And that's what you call fiction.

There, I came on stage left from beneath a potted palm just when you thought I was dead, dressed in a sequined gown, clapping my hands.
Sur-prise! C'est moi. Webfeet. No, honestly, I don't expect anyone to embrace me with open arms after such a long absence. Perhaps I really was dead. The only explanation I can offer is that I have been so sad, no, I mean it, really, really sad after this whole awful year, or a few Awful years that I thought, why write? Who cares?
Well, dont pull up a chair because I might keep you here forever. But the long and the short of it is that I did after a very long and difficult struggle of rewrites got an agent. A very good, francophile agent who made me do morer rewrites. Yay! I thought. Ive made it! Everryone will be so proud. That didnt happen. To answer your question, cher Jenerstor, Not yet, anyway. we went througha round of submisssions last year with all the still existing publishing houses and I was rejected, some nicer than others. I learned there was too much french, my flawed. comic heroine was "unlikable" by Penguin and they all just were like she'sirreverent and funny, but...no platform. I hate social media. Does that surprise anyone?

So now we are down like in Agathe Christie's And Then There Were None, to a few editors who asked for rewrites. And now, begrudgingly, as part of my New Years rresolution, started a blog, Its not even running yet, but I have to pay someone in my yoga class to build it for me. i know, you think Im being cynical coming back here and that I sm going to promote my blog. I might.
But it was more like I really missed the days when I had fun writing and it wasnt being looked at by editors.

1060. webfeet - 3/2/2013 4:32:16 AM

Sorry for so many errors on the ipad.

Its like Helen Keller ballroom dancing.

But anyway, my heartfelt thanks for all the fun Ive had here, Alistair, Jenerstor, and Nuplanet and Marj and all those nice peopole, like Maria ne, and thougthful, and the list goes on and on. and Ill bbe in France in two weeks to bring the kids to see belle mere who is as evil as ever. so if you're in thesouth, look me up!

Gros bisous,

1061. thoughtful - 3/3/2013 3:24:16 PM

Great to hear from you webby....and don't mind about the blind editors...if they can't see your talent, we certainly can!
━━━━━━
### Set exercise 1
Rename "black motorcycle" to "dark motorcycle" in the listing lines that run from the start of the listing through the line containing "(78, 64), (85, 77)", inclusive. Leave everything else unchanged and return only those lines.
The listing that follows the forum post is unrelated to it.

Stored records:
━━━━━━
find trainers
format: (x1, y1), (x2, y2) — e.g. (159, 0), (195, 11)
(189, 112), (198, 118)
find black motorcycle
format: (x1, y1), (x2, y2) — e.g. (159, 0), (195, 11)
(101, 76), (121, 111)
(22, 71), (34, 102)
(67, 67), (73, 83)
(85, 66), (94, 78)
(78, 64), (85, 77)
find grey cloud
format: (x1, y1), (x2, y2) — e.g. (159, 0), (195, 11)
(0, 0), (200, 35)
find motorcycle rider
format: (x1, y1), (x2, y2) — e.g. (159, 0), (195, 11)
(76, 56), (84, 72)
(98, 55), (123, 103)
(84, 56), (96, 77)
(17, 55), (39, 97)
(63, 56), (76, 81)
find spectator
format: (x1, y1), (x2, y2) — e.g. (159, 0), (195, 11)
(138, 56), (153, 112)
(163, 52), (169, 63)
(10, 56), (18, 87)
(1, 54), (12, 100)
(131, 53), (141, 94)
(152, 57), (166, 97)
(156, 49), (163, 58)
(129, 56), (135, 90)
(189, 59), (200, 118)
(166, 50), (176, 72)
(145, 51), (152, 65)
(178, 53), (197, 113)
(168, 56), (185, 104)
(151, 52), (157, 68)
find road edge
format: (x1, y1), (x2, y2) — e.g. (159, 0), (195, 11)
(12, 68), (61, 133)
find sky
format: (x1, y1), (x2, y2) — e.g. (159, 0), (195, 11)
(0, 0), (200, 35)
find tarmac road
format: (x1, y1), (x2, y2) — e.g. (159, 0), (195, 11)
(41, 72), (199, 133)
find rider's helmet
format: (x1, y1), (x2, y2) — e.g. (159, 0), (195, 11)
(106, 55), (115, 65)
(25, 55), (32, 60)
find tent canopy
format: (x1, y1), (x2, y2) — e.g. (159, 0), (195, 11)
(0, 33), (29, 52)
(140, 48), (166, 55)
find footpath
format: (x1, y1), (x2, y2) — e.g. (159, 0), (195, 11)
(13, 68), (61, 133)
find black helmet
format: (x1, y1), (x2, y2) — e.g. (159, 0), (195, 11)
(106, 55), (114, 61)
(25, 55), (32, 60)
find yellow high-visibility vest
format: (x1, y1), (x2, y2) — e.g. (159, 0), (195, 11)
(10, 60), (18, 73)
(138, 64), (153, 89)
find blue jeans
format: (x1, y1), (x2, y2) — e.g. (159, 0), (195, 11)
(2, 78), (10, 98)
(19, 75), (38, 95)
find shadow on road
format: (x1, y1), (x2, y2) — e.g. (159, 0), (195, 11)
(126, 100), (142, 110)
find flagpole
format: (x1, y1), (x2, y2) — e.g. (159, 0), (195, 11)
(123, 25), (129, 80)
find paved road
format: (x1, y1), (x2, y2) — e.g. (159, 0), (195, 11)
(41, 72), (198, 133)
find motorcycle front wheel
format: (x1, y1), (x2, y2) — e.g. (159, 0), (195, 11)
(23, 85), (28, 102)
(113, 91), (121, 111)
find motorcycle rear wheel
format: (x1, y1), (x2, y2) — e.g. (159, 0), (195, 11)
━━━━━━
### Set exercise 2
Answer these questions about the forum post:
(a) Which publisher called the comic heroine "unlikable"?
(b) In how many weeks does webfeet plan to be in France?
(c) What device does webfeet blame for the many errors?

### Correct answer 1
find trainers
format: (x1, y1), (x2, y2) — e.g. (159, 0), (195, 11)
(189, 112), (198, 118)
find dark motorcycle
format: (x1, y1), (x2, y2) — e.g. (159, 0), (195, 11)
(101, 76), (121, 111)
(22, 71), (34, 102)
(67, 67), (73, 83)
(85, 66), (94, 78)
(78, 64), (85, 77)

### Correct answer 2
(a) Penguin
(b) Two weeks
(c) The iPad